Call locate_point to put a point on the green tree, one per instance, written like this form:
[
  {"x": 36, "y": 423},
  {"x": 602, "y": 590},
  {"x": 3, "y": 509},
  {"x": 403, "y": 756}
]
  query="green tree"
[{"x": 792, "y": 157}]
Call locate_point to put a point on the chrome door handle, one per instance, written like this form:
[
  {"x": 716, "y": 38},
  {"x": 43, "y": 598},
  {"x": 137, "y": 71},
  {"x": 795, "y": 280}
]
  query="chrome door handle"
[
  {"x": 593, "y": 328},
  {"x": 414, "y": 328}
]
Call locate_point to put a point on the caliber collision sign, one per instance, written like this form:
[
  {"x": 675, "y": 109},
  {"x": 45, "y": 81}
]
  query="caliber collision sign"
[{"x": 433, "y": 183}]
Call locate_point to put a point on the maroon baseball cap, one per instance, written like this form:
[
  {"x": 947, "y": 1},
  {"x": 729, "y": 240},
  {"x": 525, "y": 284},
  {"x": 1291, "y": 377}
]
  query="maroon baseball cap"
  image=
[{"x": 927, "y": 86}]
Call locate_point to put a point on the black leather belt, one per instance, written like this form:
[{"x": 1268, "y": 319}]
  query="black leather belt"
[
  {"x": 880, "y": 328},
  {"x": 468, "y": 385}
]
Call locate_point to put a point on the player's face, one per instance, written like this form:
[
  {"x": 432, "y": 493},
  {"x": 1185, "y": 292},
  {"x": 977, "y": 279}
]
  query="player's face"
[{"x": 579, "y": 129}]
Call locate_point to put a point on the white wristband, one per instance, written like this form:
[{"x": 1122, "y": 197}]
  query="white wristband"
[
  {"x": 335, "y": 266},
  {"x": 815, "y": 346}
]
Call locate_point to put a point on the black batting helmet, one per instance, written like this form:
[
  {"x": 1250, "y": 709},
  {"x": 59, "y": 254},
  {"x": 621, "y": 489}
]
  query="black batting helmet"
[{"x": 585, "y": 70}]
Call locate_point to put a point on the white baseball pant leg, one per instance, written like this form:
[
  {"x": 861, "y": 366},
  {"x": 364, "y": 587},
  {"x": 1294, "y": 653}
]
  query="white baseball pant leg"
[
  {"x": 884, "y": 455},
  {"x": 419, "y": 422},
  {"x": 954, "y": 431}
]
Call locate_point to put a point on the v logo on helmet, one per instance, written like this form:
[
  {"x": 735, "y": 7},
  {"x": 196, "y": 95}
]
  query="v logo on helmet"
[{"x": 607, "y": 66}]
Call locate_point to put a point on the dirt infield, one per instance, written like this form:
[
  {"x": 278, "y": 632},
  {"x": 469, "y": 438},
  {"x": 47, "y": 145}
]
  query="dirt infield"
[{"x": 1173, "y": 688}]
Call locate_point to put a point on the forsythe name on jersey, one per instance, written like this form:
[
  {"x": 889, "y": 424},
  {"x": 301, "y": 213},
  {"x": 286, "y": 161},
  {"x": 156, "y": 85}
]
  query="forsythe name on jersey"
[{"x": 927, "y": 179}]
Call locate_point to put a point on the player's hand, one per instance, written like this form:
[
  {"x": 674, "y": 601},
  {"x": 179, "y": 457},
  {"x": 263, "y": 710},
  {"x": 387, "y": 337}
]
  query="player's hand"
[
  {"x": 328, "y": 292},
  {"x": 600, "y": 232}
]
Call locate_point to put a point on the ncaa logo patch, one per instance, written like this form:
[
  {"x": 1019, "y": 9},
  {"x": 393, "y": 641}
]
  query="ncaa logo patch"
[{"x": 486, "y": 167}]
---
**Aim of the exercise:** Update the records above by changing each "locate_point" to "mark_point" and leaving every other line as it is.

**Full answer:**
Call mark_point to put a point on the green tree, one per instance, written like this form:
[
  {"x": 36, "y": 423},
  {"x": 602, "y": 590},
  {"x": 3, "y": 509},
  {"x": 403, "y": 756}
]
  query="green tree"
[{"x": 792, "y": 157}]
Call mark_point to put a point on the chrome door handle, one per instance, written like this form:
[
  {"x": 716, "y": 38},
  {"x": 43, "y": 598},
  {"x": 137, "y": 71},
  {"x": 795, "y": 280}
]
  query="chrome door handle"
[
  {"x": 593, "y": 328},
  {"x": 414, "y": 328}
]
Call mark_point to put a point on the caliber collision sign, one per instance, written like this form:
[
  {"x": 675, "y": 109},
  {"x": 45, "y": 81}
]
  query="caliber collision sign"
[{"x": 433, "y": 183}]
Call mark_point to put a point on the maroon baseball cap, one per instance, written like this form:
[
  {"x": 947, "y": 1},
  {"x": 729, "y": 240},
  {"x": 525, "y": 284},
  {"x": 1291, "y": 377}
]
  query="maroon baseball cap"
  image=
[{"x": 927, "y": 86}]
Call mark_point to put a point on the black leather belt, one per instance, written like this form:
[{"x": 1268, "y": 319}]
  query="black leather belt"
[
  {"x": 880, "y": 328},
  {"x": 468, "y": 385}
]
Call mark_point to put a point on the player's face, one per instance, written like this form:
[
  {"x": 432, "y": 493},
  {"x": 1185, "y": 292},
  {"x": 977, "y": 279}
]
  query="player's face"
[{"x": 579, "y": 129}]
Call mark_point to put a point on the white wristband, one per instance, written like this form:
[{"x": 1122, "y": 197}]
  query="white wristband"
[
  {"x": 335, "y": 266},
  {"x": 815, "y": 346}
]
Call mark_point to put a point on the black batting helmet, one per instance, written like this form:
[
  {"x": 1250, "y": 709},
  {"x": 59, "y": 254},
  {"x": 621, "y": 489}
]
  query="black batting helmet"
[{"x": 585, "y": 70}]
Call mark_point to put a point on the white baseball pant leg, one per instance, written like this form:
[
  {"x": 861, "y": 366},
  {"x": 364, "y": 587},
  {"x": 1294, "y": 653}
]
  query="white baseball pant leg"
[
  {"x": 884, "y": 455},
  {"x": 419, "y": 422},
  {"x": 954, "y": 431}
]
Call mark_point to put a point on the v logo on helmet, one per instance, written like this form:
[
  {"x": 735, "y": 7},
  {"x": 196, "y": 95}
]
  query="v logo on helmet"
[{"x": 607, "y": 66}]
Call mark_point to put a point on the dirt infield, one per instance, written like this form:
[
  {"x": 278, "y": 632},
  {"x": 469, "y": 438},
  {"x": 47, "y": 145}
]
  query="dirt infield"
[{"x": 1173, "y": 688}]
Call mark_point to put a point on the forsythe name on jersey, one per instance, written like this form:
[
  {"x": 889, "y": 424},
  {"x": 301, "y": 213},
  {"x": 286, "y": 161},
  {"x": 156, "y": 85}
]
  query="forsythe name on jersey"
[{"x": 927, "y": 179}]
Call mark_point to put a point on the player's hand, one per instance, written like this form:
[
  {"x": 674, "y": 601},
  {"x": 179, "y": 457},
  {"x": 263, "y": 710},
  {"x": 387, "y": 337}
]
  query="player's hand"
[
  {"x": 328, "y": 292},
  {"x": 600, "y": 232}
]
Call mark_point to put a point on the ncaa logo patch, one per instance, written like this form:
[
  {"x": 1019, "y": 9},
  {"x": 393, "y": 641}
]
  query="ncaa logo patch"
[{"x": 486, "y": 167}]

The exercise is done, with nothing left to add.